[ZU ERLEDIGEN]:
A: Fass im Reisebericht über Istres den Absatz, der mit „Idyllisch war das Erwachen“ beginnt, kürzer als Stichpunktliste zusammen. Die wichtigsten Fakten sollen erhalten bleiben.
B: Entnimm dem Reisebericht über Istres wortgetreu die Stelle zwischen „Idyllisch war das“ und „Platz vorhanden ist.“, beide eingeschlossen.
C: Schreib den Reisebericht über Istres im Anschluss an seinen letzten Satz weiter.

Istres

Idyllisch war das Erwachen auf diesem Kleinod, nach einer stürmischen Nacht. Das war es dann aber auch schon mit positiven Schwingungen. Es war der vorletzte Tag unserer gemeinsamen Reise, der unausweichliche Abschied wurde uns spontan bewusst, die Sonne erhitzte unsere Gemüter und wir fauchten uns den ganzen Tag gegenseitig an, wenn wir mal etwas zu sagen hatten. Selbst dem Weg fiel das auf, er versuchte, sich ständig zu verlängern, um uns Zeit zum beruhigen zu verschaffen, in dem er sich als gesperrter Privatweg ausgab. Aber das half nichts, es nervte nur noch mehr, 3 Umleitungen bedeuteten einige Kilometer zusätzlich. Hinzu kamen noch etliche Kilometer auf einer viel und sehr schnell befahrenen Schnellstraße. Interessanter Weise fahren die Autofahrer um so rückstichtsloser, je schneller sie fahren, obwohl ausreichend Platz vorhanden ist.

[Dateneinträge]:

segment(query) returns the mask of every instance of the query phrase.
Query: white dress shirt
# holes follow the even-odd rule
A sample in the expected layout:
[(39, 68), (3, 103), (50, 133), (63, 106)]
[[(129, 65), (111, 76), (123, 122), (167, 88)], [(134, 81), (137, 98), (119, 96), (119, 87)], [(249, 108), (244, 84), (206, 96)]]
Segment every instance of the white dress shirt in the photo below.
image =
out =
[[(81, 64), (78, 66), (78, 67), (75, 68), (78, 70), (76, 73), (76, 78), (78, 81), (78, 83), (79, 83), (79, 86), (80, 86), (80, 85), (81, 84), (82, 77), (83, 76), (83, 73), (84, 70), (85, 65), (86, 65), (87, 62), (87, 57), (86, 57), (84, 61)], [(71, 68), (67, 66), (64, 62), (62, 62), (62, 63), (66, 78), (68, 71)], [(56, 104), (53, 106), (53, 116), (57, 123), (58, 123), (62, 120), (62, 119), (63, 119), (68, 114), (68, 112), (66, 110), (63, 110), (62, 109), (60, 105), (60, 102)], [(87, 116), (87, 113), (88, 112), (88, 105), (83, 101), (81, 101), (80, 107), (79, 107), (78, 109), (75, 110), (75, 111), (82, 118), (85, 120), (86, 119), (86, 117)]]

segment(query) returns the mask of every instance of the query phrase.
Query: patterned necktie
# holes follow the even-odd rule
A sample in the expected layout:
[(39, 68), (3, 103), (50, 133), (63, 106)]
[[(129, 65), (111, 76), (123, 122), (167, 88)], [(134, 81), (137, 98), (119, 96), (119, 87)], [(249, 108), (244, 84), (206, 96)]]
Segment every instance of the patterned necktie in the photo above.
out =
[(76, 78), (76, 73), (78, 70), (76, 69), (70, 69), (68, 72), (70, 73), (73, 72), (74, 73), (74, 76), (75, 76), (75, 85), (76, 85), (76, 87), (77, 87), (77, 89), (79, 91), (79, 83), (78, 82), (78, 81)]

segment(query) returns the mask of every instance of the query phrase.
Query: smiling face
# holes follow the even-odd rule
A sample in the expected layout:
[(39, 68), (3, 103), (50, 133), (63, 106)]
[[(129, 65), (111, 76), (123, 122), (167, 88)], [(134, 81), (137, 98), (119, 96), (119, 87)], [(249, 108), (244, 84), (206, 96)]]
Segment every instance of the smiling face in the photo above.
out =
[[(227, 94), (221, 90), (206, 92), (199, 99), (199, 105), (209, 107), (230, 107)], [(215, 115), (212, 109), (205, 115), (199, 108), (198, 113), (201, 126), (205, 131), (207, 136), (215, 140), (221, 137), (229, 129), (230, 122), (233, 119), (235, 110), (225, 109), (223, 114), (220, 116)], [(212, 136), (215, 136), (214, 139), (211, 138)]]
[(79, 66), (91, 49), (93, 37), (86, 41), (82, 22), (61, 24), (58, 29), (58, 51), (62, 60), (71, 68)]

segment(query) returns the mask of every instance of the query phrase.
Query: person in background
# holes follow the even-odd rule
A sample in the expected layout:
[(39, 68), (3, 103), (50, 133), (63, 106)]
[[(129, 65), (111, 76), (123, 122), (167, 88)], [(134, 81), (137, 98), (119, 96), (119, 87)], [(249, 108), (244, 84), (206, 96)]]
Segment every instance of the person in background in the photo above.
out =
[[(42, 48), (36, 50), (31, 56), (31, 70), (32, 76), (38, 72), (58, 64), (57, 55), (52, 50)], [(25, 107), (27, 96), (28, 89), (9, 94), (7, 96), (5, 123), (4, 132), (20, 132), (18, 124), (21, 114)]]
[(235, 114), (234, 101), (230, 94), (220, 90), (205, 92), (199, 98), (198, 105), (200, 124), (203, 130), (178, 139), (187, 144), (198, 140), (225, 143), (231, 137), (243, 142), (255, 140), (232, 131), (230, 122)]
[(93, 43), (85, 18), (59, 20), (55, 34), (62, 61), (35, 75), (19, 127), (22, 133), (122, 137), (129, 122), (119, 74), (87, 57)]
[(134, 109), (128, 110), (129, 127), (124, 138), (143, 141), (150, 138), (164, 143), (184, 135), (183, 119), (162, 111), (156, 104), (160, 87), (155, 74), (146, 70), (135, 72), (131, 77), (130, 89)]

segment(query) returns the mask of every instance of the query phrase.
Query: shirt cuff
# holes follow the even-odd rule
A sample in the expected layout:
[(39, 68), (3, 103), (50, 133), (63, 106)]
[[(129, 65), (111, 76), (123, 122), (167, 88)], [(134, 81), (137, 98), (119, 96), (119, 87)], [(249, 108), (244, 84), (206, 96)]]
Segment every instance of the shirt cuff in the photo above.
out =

[ERGEBNISSE PRO AUFGABE]:
A:
- Nach einer stürmischen Nacht war das Aufwachen an diesem Ort idyllisch, danach gab es kaum noch gute Stimmung.
- Es war der vorletzte Tag der gemeinsamen Reise, und der Abschied wurde plötzlich bewusst.
- In der Sonnenhitze waren alle gereizt und fauchten sich den ganzen Tag an.
- Der Weg gab sich immer wieder als gesperrter Privatweg aus. Drei Umleitungen brachten einige Kilometer mehr.
- Dazu kamen etliche Kilometer auf einer viel und sehr schnell befahrenen Schnellstraße.
- Je schneller die Autofahrer fahren, desto rücksichtsloser fahren sie, obwohl genug Platz da ist.

B:
Idyllisch war das Erwachen auf diesem Kleinod, nach einer stürmischen Nacht. Das war es dann aber auch schon mit positiven Schwingungen. Es war der vorletzte Tag unserer gemeinsamen Reise, der unausweichliche Abschied wurde uns spontan bewusst, die Sonne erhitzte unsere Gemüter und wir fauchten uns den ganzen Tag gegenseitig an, wenn wir mal etwas zu sagen hatten. Selbst dem Weg fiel das auf, er versuchte, sich ständig zu verlängern, um uns Zeit zum beruhigen zu verschaffen, in dem er sich als gesperrter Privatweg ausgab. Aber das half nichts, es nervte nur noch mehr, 3 Umleitungen bedeuteten einige Kilometer zusätzlich. Hinzu kamen noch etliche Kilometer auf einer viel und sehr schnell befahrenen Schnellstraße. Interessanter Weise fahren die Autofahrer um so rückstichtsloser, je schneller sie fahren, obwohl ausreichend Platz vorhanden ist.

C:
Nach den Stunden nerviger Doppelbelastung kamen wir wenigstens wieder durch etwas schönere Natur und ca. 4 km vor unserem heutigen Ziel erreichten wir den Etange de Berre, einen riesigen Binnensee, kurz vorm Mittelmeer. Der Anblick war überwältigend, so als ob wir am Mittelmeer angekommen seien, wunderschön! Unser Weg bis zum Campingplatz war eine steile, enge, kurvenreiche, gut asphaltierte Autostraße mit phänomenalen Panoramablicken übers Wasser. Diese Straße zog von ganz alleine das Gaspedal in den Autos runter, ich konnte das total verstehen, wie viel Spaß das Fahren auf dieser Straße machte und wir beide nur als plötzlich auftauchendes Hindernis wahrgenommen wurden, vor allem bei Gegenverkehr. Wir und die Autos waren gefangen zwischen Felsen und Verkehrsleitplanken, es gab keinerlei Ausweichmöglichkeit, alle Teilnehmer mussten ihr Bestes geben, um unbeschadet in die nächste Runde (Kurve) zu kommen.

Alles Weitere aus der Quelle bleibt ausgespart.